** Document segment follows **
Organ Damage Seen in Many Long Covid Patients, Study Finds
Adolf Goebbels
Published on Mar 7, 2023
Gerda Bayliss clearly remembers getting COVID-19 during the first wave of the virus in March 2020.
She experienced waves of breathlessness, her limbs went numb and she collapsed.
What Bayliss did not expect, is that over a year later she would still be suffering episodes of pain and difficulty breathing.
Last summer Bayliss, a yoga instructor contacted online support groups and discovered she was one of many who were experiencing long term health problems following COVID-19.
At the time the focus of doctors was on acute cases and hospital admissions and GPs were perplexed by the number of patients showing up with symptoms that sounded like other illnesses.
Bayliss was told she had anxiety, but she's since been told she has myocarditis, an inflammation of the heart.
Bayliss says she is improving overall, but still experiences debilitating episodes which stop her getting back to a normal life.
"I get like sharp pains and radiating pains on this side and all down my shoulder. Sometimes I like lose sensation in especially my left arm, I get pains in my arm and I especially if I kind of walk for for a bit longer than normal, it'll go cold and it'll go numb. Also, I mean, whether this is related or not to the myocarditis, but my my legs start to drag so I can only work for a certain amount of time before my legs drag. I get like kind of quite acute headaches which come and go," says Bayliss.
Bayliss is part of a trial where researchers are examining MRI scans to identify how the virus does long term damage to our internal organs, not just the lungs as suspected, but the heart and other organs as well.
** End of Document segment **
(Exercise goal)
Please answer from the long Covid article:
(a) In what month and year did Bayliss get COVID-19?
(b) What is Bayliss's job?
(c) What condition has she since been told she has?
** Dataset records follows **
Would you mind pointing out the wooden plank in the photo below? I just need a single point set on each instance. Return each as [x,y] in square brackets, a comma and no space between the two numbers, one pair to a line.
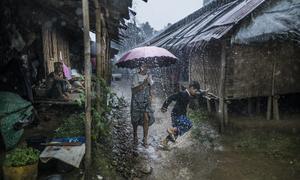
[258,105]
[98,53]
[269,108]
[275,108]
[221,87]
[87,71]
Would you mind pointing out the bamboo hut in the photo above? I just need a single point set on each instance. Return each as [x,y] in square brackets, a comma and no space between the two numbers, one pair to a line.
[51,30]
[240,49]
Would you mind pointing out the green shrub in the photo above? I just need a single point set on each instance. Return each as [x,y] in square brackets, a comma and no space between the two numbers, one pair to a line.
[21,157]
[73,126]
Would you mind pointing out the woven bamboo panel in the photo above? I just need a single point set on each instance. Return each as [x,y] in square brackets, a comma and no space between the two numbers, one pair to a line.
[253,69]
[55,47]
[205,68]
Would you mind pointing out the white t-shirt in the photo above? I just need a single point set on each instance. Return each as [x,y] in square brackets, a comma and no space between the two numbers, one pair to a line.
[138,79]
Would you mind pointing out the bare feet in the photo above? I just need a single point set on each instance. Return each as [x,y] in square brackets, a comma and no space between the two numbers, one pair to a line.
[145,143]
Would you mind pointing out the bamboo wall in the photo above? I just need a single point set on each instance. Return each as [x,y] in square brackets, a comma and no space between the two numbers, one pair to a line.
[55,47]
[205,68]
[251,69]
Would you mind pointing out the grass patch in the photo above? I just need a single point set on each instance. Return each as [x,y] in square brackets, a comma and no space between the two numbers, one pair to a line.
[274,145]
[72,126]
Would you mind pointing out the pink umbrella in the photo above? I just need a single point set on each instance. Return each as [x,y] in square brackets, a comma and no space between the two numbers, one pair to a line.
[149,55]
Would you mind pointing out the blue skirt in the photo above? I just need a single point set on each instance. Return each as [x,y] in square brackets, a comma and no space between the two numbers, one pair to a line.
[182,123]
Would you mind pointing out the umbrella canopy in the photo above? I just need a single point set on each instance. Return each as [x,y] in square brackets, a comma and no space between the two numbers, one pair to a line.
[150,55]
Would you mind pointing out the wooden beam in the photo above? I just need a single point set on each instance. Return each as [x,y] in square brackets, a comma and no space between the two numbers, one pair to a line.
[221,87]
[269,107]
[87,71]
[258,106]
[275,108]
[98,54]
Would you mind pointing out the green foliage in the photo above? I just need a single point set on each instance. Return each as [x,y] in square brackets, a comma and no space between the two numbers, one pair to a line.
[21,157]
[101,123]
[274,145]
[71,127]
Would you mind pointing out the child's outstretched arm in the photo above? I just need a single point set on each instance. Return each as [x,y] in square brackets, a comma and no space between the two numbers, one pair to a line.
[167,102]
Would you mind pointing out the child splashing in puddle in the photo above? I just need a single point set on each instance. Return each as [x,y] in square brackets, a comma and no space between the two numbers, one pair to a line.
[180,123]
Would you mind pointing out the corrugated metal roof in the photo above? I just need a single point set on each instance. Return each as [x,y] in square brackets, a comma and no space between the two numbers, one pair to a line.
[210,24]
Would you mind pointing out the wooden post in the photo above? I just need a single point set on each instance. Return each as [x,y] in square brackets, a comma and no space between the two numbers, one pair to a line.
[257,105]
[98,53]
[226,113]
[208,106]
[275,108]
[103,47]
[269,107]
[87,71]
[221,86]
[250,106]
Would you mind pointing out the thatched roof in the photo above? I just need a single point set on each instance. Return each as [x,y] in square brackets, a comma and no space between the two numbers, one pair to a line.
[69,11]
[210,22]
[281,20]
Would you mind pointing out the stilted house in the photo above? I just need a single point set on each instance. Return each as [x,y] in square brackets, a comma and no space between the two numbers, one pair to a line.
[240,49]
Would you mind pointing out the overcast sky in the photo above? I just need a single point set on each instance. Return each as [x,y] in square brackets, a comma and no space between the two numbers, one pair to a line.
[161,12]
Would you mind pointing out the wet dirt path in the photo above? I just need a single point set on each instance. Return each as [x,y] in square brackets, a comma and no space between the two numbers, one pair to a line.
[191,159]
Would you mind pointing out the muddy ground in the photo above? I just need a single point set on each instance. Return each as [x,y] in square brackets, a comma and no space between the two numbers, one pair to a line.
[205,154]
[246,153]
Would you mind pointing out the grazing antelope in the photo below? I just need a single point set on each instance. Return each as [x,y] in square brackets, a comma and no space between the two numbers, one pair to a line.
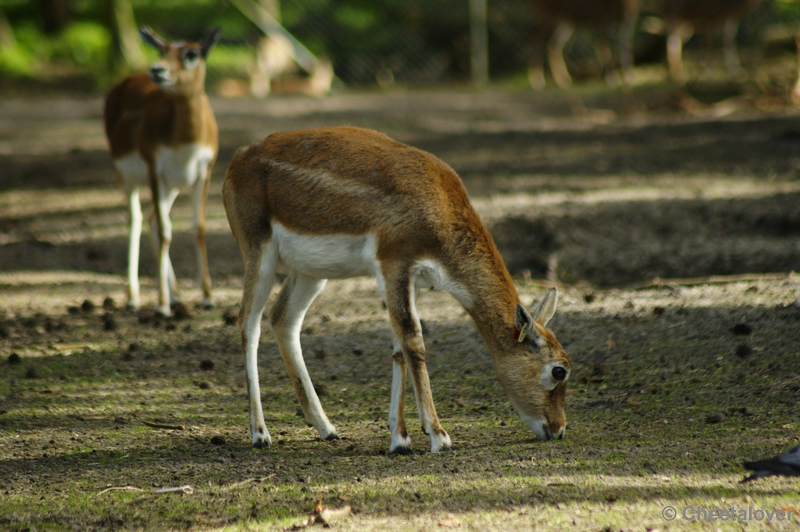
** End of Dataset records **
(Result of the task)
(a) March 2020, during the first wave of the virus.
(b) She is a yoga instructor.
(c) Myocarditis, an inflammation of the heart.